# Prompt
Swap every "Detect" for "Find" across all the items below and write them out again with nothing else changed, omitting the pictures.

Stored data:
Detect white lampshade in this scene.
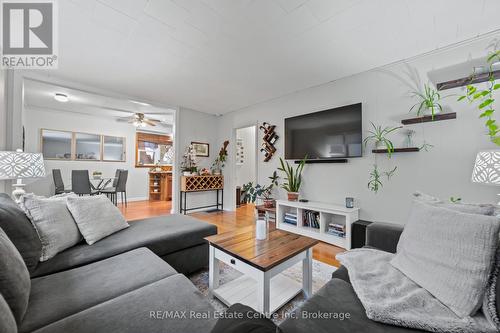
[472,150,500,185]
[0,151,45,179]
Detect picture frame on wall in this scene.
[191,141,210,157]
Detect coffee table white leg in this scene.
[302,249,312,298]
[257,272,271,314]
[208,245,219,296]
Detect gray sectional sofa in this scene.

# Output of the task
Find white lampshade in this scene.
[472,150,500,185]
[0,151,45,179]
Find picture frame on wall in this scene.
[191,141,210,157]
Find coffee table white leg in this scene.
[302,249,312,298]
[257,272,271,314]
[208,245,219,296]
Find gray sectional sofa in this scene.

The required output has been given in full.